(Dataset records)
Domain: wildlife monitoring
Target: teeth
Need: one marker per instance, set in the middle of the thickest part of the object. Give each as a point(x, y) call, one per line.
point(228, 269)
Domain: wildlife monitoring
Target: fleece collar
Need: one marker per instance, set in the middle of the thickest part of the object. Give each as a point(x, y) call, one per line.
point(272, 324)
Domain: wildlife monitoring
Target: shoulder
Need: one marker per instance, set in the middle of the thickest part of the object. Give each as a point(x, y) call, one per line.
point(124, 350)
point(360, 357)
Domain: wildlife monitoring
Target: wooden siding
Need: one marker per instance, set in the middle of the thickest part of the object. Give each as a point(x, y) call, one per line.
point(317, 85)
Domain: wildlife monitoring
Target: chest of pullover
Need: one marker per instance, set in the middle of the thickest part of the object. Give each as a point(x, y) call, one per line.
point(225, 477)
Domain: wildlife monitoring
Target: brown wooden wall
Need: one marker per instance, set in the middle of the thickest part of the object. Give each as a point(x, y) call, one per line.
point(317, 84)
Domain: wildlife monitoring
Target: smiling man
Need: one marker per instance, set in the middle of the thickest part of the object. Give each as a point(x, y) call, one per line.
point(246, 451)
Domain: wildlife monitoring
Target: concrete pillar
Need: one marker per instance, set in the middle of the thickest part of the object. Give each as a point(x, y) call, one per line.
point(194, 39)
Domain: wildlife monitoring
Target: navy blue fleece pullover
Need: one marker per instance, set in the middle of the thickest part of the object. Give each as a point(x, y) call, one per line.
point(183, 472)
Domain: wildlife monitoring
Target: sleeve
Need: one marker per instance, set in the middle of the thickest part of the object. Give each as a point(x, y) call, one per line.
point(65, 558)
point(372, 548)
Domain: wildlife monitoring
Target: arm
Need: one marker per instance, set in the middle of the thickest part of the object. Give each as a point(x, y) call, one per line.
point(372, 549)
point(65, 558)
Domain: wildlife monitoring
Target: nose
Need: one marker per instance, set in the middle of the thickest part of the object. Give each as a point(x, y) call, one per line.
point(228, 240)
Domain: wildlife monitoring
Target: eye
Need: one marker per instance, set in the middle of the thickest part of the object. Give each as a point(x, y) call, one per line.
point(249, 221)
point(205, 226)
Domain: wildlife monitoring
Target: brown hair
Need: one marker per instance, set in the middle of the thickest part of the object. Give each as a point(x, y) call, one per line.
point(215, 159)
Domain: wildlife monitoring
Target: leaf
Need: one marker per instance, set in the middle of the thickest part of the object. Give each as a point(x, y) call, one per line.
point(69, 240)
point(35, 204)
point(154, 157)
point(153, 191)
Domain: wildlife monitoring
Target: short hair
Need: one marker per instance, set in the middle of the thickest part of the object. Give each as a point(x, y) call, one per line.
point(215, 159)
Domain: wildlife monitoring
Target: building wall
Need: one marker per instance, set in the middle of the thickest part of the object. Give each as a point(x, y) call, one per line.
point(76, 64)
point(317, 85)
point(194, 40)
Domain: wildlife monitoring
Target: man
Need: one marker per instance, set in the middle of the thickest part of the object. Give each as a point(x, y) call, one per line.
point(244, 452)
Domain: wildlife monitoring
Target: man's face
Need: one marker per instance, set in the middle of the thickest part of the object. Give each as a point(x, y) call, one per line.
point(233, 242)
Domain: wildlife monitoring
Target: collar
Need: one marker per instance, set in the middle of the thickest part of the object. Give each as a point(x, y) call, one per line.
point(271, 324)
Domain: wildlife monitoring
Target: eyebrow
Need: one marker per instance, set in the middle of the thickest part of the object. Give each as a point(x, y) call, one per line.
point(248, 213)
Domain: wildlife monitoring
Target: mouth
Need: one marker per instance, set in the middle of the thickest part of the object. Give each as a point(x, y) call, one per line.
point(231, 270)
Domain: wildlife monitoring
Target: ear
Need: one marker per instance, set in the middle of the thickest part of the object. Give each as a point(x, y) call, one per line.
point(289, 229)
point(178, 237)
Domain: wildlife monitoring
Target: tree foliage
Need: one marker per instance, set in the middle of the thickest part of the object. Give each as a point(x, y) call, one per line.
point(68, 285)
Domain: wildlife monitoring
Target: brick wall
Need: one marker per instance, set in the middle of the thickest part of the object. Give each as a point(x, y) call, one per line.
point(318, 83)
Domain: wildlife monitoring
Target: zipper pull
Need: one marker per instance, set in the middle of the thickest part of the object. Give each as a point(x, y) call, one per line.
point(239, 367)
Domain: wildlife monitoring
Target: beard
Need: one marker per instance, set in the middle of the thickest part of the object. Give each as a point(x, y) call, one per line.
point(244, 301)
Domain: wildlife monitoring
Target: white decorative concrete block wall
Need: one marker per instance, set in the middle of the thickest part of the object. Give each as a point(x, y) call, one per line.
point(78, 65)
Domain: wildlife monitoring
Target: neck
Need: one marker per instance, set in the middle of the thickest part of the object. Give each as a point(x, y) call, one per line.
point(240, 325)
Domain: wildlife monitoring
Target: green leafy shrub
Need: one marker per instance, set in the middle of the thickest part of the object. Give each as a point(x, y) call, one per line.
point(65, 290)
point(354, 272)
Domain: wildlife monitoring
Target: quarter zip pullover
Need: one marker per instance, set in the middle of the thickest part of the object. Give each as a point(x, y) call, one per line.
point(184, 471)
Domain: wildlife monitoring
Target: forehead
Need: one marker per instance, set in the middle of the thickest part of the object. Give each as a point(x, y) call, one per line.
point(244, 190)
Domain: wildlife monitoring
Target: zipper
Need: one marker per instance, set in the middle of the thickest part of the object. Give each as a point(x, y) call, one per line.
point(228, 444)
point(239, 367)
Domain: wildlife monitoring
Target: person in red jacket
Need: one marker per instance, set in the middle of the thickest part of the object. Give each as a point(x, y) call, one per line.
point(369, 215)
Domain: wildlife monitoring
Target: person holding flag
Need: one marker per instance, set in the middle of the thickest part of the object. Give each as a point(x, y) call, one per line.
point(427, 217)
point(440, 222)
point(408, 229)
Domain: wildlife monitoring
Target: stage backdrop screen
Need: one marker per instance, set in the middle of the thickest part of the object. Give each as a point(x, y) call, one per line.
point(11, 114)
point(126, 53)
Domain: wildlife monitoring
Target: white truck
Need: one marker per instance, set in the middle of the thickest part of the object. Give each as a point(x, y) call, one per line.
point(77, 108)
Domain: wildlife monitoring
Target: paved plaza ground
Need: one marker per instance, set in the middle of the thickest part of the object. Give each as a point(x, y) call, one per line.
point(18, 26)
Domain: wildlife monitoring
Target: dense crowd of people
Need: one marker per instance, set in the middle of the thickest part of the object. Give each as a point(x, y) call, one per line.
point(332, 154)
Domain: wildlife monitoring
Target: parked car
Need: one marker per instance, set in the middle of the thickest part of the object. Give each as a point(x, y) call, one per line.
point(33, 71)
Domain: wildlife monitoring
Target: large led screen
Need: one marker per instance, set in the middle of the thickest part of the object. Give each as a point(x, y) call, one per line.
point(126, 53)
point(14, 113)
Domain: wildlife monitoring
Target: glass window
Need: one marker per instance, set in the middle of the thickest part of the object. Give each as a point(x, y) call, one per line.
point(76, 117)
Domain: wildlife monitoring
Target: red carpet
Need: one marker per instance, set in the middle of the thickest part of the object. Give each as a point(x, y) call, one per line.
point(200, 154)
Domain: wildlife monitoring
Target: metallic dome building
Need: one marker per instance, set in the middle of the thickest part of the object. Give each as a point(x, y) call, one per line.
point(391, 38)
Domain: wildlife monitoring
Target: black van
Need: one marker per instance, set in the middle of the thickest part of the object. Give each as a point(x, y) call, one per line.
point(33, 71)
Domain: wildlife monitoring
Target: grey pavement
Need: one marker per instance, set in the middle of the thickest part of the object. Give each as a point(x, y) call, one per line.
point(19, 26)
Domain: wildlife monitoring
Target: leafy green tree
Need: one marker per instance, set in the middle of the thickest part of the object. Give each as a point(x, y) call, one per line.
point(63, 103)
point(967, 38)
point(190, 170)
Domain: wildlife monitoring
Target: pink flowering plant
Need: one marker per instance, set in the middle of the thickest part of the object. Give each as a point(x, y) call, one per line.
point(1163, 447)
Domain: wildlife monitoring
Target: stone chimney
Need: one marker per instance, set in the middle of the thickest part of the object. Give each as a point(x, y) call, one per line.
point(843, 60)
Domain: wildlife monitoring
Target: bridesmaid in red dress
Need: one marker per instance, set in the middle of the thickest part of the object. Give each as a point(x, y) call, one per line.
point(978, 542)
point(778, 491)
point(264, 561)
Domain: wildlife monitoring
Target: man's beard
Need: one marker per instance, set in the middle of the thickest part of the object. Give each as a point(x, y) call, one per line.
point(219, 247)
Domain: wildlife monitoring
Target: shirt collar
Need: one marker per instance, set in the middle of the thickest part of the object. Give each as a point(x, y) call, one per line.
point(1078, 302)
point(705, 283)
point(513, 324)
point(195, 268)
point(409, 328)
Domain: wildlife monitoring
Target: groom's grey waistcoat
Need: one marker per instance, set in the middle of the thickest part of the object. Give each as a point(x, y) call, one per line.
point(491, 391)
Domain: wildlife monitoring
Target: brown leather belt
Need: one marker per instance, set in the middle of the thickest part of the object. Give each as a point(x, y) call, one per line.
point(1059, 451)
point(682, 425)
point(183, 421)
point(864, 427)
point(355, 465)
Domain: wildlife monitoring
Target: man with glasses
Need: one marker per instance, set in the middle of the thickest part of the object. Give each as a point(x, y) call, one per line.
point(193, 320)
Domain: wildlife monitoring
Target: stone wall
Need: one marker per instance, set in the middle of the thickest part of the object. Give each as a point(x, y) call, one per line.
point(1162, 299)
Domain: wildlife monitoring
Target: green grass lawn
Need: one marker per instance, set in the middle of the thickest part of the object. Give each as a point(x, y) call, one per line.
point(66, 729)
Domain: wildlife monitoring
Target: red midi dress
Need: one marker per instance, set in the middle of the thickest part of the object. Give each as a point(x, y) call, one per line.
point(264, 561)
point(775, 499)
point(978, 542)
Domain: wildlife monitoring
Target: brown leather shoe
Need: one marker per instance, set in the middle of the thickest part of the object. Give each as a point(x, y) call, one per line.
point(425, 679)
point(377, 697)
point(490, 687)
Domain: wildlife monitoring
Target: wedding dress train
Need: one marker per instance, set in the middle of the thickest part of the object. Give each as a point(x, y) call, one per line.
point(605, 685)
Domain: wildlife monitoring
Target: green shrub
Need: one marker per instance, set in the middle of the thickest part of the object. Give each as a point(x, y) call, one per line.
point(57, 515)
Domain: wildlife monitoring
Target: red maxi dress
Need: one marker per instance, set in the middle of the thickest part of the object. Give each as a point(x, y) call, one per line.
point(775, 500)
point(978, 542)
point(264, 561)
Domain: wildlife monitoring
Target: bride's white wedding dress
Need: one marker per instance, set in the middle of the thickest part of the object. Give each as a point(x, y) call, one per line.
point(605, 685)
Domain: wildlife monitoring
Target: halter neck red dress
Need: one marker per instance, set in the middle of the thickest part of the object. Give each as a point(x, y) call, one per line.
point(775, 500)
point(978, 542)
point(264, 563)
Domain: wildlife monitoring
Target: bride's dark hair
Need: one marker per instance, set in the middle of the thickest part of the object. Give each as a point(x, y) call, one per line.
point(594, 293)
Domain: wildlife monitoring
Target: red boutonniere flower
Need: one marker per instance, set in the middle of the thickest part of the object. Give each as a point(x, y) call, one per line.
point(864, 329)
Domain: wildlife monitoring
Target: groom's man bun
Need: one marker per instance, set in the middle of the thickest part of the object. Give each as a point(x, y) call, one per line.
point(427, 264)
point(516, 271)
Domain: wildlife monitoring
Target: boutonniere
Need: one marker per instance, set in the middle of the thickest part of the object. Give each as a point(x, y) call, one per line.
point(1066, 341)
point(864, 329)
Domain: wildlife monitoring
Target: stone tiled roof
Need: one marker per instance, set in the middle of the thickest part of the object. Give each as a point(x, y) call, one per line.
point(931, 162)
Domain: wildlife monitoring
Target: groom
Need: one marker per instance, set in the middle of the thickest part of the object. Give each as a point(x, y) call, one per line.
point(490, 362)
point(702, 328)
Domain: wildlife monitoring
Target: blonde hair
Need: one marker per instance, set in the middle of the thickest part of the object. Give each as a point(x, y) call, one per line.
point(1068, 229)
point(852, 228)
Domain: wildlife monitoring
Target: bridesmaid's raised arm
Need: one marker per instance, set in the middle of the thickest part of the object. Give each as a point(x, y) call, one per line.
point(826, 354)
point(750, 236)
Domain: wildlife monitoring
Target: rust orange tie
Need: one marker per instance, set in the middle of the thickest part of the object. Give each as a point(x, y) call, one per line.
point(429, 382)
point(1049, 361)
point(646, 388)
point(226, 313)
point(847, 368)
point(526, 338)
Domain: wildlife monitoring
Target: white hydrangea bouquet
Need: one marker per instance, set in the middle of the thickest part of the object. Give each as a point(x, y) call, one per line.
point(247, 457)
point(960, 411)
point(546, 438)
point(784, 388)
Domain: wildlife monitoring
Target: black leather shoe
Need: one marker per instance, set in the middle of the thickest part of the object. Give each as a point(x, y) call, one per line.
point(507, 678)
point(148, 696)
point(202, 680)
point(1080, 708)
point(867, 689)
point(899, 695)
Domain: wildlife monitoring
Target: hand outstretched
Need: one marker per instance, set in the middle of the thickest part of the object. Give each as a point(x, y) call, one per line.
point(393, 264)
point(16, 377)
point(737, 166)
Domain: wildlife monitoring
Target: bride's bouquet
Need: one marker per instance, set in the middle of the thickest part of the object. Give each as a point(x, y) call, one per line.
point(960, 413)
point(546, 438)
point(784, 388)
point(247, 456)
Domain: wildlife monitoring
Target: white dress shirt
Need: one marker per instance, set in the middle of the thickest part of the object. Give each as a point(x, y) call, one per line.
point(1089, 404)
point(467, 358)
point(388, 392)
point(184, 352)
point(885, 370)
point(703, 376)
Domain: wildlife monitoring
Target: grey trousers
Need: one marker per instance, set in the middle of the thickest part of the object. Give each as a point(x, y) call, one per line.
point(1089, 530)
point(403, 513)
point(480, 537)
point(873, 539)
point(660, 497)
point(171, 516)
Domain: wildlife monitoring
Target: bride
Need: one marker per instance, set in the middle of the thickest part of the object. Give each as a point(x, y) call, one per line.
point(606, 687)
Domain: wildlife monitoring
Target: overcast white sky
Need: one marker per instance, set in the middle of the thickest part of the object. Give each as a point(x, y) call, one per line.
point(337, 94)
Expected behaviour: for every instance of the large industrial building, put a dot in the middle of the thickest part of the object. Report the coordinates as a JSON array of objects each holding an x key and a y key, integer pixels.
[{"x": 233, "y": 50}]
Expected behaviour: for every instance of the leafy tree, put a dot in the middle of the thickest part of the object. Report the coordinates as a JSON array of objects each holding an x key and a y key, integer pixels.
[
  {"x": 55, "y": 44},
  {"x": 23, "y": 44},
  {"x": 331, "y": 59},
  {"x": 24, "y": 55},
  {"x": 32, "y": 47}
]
(End Dataset records)
Exercise: Set down exactly the lines above that run from the start of the listing to the line with "Target: nose". Leave out every later line.

Expected answer:
Domain: wildlife monitoring
Target: teeth
Need: one marker per instance, set in the middle of the thickest part of the object. Give each as a point(x, y) call, one per line.
point(228, 269)
Domain: wildlife monitoring
Target: fleece collar
Need: one marker per instance, set in the middle of the thickest part of the object. Give each as a point(x, y) call, one per line.
point(272, 324)
Domain: wildlife monitoring
Target: shoulder
Need: one marker per instance, set in the middle of the thickest part of the object. Give each as a point(x, y) call, one per line.
point(124, 350)
point(360, 357)
Domain: wildlife monitoring
Target: wooden siding
Need: one marker per instance, set in the middle of the thickest part of the object. Give each as a point(x, y) call, one per line.
point(317, 85)
Domain: wildlife monitoring
Target: chest of pullover
Need: one marker per instance, set in the middle of the thickest part of the object. Give each as a point(x, y) call, one per line.
point(225, 477)
Domain: wildlife monitoring
Target: brown wooden wall
Need: one marker per instance, set in the middle of the thickest part of the object. Give each as a point(x, y) call, one per line.
point(317, 84)
Domain: wildlife monitoring
Target: smiling man
Need: one marker per instance, set in the middle of the thickest part of the object. Give each as a point(x, y) call, one per line.
point(246, 451)
Domain: wildlife monitoring
Target: concrete pillar
Need: one marker per instance, set in the middle of the thickest part of the object. Give each as a point(x, y) call, one per line.
point(194, 39)
Domain: wildlife monitoring
Target: navy blue fleece pullover
Need: one marker per instance, set in the middle of the thickest part of the object. Give each as a point(x, y) call, one per line.
point(183, 472)
Domain: wildlife monitoring
Target: sleeve
Need: one marker per instance, set in the middle of the thickest part of the object. Give each as a point(x, y) call, one per line.
point(65, 558)
point(372, 548)
Domain: wildlife monitoring
Target: arm
Need: one marker per instance, set in the middle of the thickest part of the object. Give each as a point(x, y) call, one per line.
point(372, 549)
point(65, 558)
Domain: wildlife monitoring
Target: nose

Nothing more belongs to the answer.